### LESETEXT:
Wichtiger Hinweis: Diese Rezension bezieht sich auf die 26. Auflage des Rechtschreibduden, die 2013 erschienen ist. Inzwischen hat der Dudenverlag zwei weitere Auflage herausgegeben: Im Oktober 2017 erschien die 27. Auflage von „Duden – Die Deutsche Rechtschreibung“, die ich ebenfalls besprochen habe. Hintergrund für die Neuauflage ist eine Aktualisierung des amtlichen Regelwerks der Deutschen Rechtschreibung. Im August 2020 erschien die 28. Auflage.
Oder: »Drin oder nicht drin?«, wie die Duden-Redaktion so schön sprachspielt.
[2. Juli 2013] Offizieller Erscheinungstermin der 26. Auflage des »Duden – Die deutsche Rechtschreibung« ist der 4. Juli 2013. Vorbesteller konnten sich allerdings bereits Ende vergangener Woche über das gute Werk freuen. So auch ich.
27. Juni 2013: Er ist da! Kommt in einem großen Paket, eingepackt in viel Plastik. Zu viel für meinen Geschmack. Und doch freue ich mich über den neuen Duden.
Blick hinein: Was ist neu?
Erst einmal, nicht zu übersehen: Eine rote Lasche ziert die neue Auflage. Darauf ist zu lesen: »Der neue Duden. Premiere: Duden³. Buch, App und Software.« Drei in einem. Ist nicht neu. Dennoch hat es mich angesprochen, so als modernen Mediennutzer. Hm. Also, gleich mal ausprobieren! In der Mitte des Buchs befindet sich ein roter Karton, auf dem steht, wie’s geht.
Duden³: Buch, App und Software in einem
Den persönlichen Downloadcode für App und Rechtschreib-Software muss man tatsächlich erst freirubbeln. Also: Münze suchen! Eine Schweizer 10-Räppli-Münze tut‘s auch. Code online eingeben unter – Achtung, jetzt kommt‘s: http://www.dudenhochdrei.de/ – ehrlich! Code eingeben und dann muss ich mich erst einmal anmelden, mit all meinen Daten. Nö, oder? Meine Daten hat der Verlag doch ohnehin schon von der Vorabbestellung. Gut, Daten eingeben.
Gut Ding will Weile haben
Dann: Schritt 1: Die Rechtschreibsoftware »Duden Home« herunterladen. Ein Klick. Einfach, denke ich. Dann wird geladen. Der Download dauert ewig! Bin ja eher von der ungeduldigen Sorte.

(Beschriftete Kontureinträge)
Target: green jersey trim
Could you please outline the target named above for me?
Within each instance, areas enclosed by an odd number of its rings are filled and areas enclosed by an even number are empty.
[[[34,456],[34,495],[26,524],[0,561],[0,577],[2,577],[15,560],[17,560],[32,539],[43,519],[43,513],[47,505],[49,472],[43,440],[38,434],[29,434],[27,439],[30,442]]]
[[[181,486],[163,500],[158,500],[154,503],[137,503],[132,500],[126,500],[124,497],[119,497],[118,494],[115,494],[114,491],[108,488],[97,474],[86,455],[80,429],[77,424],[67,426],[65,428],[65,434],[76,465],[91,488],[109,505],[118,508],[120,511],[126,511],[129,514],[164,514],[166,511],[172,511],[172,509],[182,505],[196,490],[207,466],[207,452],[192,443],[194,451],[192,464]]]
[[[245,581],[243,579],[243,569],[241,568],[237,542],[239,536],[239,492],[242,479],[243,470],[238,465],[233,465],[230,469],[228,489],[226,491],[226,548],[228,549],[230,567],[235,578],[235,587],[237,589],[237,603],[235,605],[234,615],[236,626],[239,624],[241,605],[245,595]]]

--

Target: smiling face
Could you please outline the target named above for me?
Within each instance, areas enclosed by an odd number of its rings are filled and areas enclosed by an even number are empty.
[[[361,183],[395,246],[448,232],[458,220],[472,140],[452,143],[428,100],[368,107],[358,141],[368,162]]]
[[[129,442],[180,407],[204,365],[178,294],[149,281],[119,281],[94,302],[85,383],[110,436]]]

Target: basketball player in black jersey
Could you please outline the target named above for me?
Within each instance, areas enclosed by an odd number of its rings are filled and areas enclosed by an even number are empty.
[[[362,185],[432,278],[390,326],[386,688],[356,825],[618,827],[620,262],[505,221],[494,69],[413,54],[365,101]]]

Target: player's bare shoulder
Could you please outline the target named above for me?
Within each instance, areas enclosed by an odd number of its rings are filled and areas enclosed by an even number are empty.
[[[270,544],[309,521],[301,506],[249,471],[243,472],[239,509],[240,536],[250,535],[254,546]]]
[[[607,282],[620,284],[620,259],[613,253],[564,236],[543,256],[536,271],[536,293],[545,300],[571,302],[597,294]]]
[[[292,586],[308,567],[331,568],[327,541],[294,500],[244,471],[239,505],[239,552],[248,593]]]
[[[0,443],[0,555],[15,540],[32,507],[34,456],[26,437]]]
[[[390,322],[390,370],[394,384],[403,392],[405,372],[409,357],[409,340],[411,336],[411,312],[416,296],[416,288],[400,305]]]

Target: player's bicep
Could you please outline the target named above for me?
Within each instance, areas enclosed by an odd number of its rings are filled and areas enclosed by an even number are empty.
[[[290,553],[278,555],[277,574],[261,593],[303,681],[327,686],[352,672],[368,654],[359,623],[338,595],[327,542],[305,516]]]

### AUFGABEN:
1 > Welches Datum nennt die Duden-Rezension als offiziellen Erscheinungstermin der 26. Auflage?
2 > Zähle alle Auflagen des Rechtschreibduden auf, die in der Duden-Rezension genannt werden, und gib zu jeder den angegebenen Erscheinungszeitpunkt an.

### LÖSUNGEN:
1 > Der offizielle Erscheinungstermin ist der 4. Juli 2013.

2 > Die 26. Auflage erschien 2013, mit dem offiziellen Erscheinungstermin am 4. Juli 2013. Die 27. Auflage erschien im Oktober 2017. Die 28. Auflage erschien im August 2020.